Художник, согласно доктрине дзэн, в своих произведениях передает истину. Но истина – по дзэн – это Будда. И если Будда вездесущ, то он находится всюду: и в сердце человека, и в каждом уголке природы. Чтобы отразить реальность, учат наставники дзэн, художнику нужно прочувствовать дух жизни, слиться с окружающими его вещами. Художник должен не копировать вещи, а выражать свой внутренний мир, свое видение действительности и каждого отдельного ее элемента – животного, дерева, – цветка, тростинки, травинки и т.д. Японские художники, придерживающиеся доктрины дзэн, прежде чем сделать первый штрих кистью, вводят себя в состояние, которое дает им возможность пережить единение с природой. Классический буддизм такое состояние именует просветлением. Японцы считают, что в подобных случаях достаточно войти в состояние самадхи.

Погрузившись в самадхи, художник начинает ощущать в самом себе все нюансы движения природы: порывы ветра бьют его в грудь, раскрывающиеся бутоны цветов нежно трогают его сердце, шум моря порождает вибрацию тела. Отвлекаясь от собственного «я», художник сливается с природой, как бы воплощаясь в бамбук, веточку, травинку… Считается, что только таким способом он постигает душу вещей. Если стебель бамбука наклоняется под порывом ветра, ветка дерева гнется под весом снега, а травинка сгибается к земле под тяжестью росы, то все это должно пройти через сердце художника. Только в этом случае, утверждают японцы, возможно творение шедевра, только так можно передать дух движения жизни.

********************

УСЛОВИЯ ЗАДАНИЯ —
1/ Какие элементы действительности перечислены в тексте о дзэн и живописи после слов «каждого отдельного ее элемента»? Назовите все.
2/ Продолжите текст о дзэн и живописи после его последнего предложения.

ПРЕДСТАВЛЕННЫЕ ДАННЫЕ —
********************

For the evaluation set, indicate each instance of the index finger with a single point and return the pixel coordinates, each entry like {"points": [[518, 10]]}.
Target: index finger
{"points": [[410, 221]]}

********************

ОТВЕТЫ ПО ЗАДАНИЯМ —
1/ Животное, дерево, цветок, тростинка, травинка.

2/
Наиболее характерным стилем японского пейзажа, развивающегося под воздействием дзэн, является стиль «одного угла», которому положил начало Ма Юань (1175–1225). В Японии, пишет Д. Судзуки, этот стиль выразился в лаконичности изображения23. Так, чтобы вызвать у человека чувство необъятности моря, достаточно в углу полотна поместить качающуюся на волнах одинокую лодку, а чтобы изобразить осень, достаточно показать одинокую птицу, сидящую на голом сучке дерева. Одинокая лодка, птица и безжизненный сучок заставят человека обратиться к своему внутреннему «я», ощутить вечность мира и свое малое место в его величии. Здесь мы сталкиваемся со специфически японским модусом отражения объективной действительности, именуемым ваби.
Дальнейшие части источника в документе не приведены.